What is being asked
Could you rewrite the items below, starting at the line containing "Please identify the green" and ending at the last line of the items, both ends included? Scale only the answer coordinates by 2.3 and round them to whole numbers, with halves rounded up, and leave every other line and number, including the sample pairs, as it is.

Records from a data collection
··········
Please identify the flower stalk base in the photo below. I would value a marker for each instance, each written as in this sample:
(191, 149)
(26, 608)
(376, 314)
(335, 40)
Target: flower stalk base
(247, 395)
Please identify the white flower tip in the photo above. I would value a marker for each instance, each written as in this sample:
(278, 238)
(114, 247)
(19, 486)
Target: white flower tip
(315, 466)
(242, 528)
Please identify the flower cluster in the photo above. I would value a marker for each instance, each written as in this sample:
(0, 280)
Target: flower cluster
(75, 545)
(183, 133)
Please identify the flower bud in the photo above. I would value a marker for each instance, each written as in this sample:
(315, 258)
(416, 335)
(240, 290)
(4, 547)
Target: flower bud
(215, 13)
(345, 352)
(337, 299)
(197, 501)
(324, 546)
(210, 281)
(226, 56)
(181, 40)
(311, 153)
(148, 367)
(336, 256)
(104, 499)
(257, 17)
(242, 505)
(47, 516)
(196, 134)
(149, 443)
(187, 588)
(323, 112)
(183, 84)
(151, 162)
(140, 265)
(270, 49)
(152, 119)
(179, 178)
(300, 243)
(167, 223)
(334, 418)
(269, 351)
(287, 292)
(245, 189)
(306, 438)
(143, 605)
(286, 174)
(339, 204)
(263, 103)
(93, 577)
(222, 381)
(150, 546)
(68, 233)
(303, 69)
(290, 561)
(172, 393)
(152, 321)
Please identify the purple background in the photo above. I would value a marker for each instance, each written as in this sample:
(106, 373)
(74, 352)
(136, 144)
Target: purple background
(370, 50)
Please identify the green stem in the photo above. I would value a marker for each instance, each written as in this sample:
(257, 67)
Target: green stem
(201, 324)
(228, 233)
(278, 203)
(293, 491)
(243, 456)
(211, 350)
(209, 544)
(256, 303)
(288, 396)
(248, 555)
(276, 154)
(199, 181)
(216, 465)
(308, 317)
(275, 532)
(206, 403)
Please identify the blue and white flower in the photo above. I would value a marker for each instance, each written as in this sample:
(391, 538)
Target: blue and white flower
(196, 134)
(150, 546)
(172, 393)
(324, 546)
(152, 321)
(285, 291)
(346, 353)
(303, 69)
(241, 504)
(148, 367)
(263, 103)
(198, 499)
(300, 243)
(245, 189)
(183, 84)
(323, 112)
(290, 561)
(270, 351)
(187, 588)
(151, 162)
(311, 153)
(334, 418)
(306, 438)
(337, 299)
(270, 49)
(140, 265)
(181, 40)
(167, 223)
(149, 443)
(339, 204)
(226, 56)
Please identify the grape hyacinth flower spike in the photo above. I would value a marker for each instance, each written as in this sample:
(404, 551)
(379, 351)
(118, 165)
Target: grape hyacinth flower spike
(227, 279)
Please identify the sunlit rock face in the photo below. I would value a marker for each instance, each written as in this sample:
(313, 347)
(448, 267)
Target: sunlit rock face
··········
Finished task
Please identify the green stem in the photo above. I would value a marker for each instance, each written as in this sample:
(257, 67)
Target: green stem
(462, 745)
(524, 536)
(639, 467)
(674, 1129)
(559, 1049)
(485, 805)
(481, 1251)
(589, 697)
(662, 911)
(570, 1277)
(635, 354)
(458, 416)
(497, 1070)
(708, 729)
(633, 1224)
(474, 927)
Please identify the blue and white flower in the photo above. I would value a marker for each instance, each written as in this sample:
(391, 538)
Target: blue and white flower
(451, 308)
(345, 1256)
(396, 904)
(745, 1256)
(350, 738)
(656, 669)
(796, 812)
(697, 159)
(554, 1159)
(340, 844)
(605, 237)
(455, 1148)
(690, 559)
(564, 435)
(421, 193)
(743, 258)
(667, 1290)
(621, 807)
(430, 1352)
(347, 373)
(715, 352)
(768, 961)
(704, 1007)
(775, 688)
(621, 113)
(322, 610)
(416, 92)
(384, 513)
(343, 1019)
(780, 469)
(520, 129)
Please identify the grape hyacinth flower spike in the photo above. I would value a marker for each instance, each written as in this sample:
(404, 551)
(379, 351)
(118, 165)
Target: grape hyacinth flower spike
(522, 642)
Please identify the sunlit rock face in the photo below. I would value a marker for each instance, each written as in this sample:
(313, 347)
(448, 267)
Target: sunlit rock face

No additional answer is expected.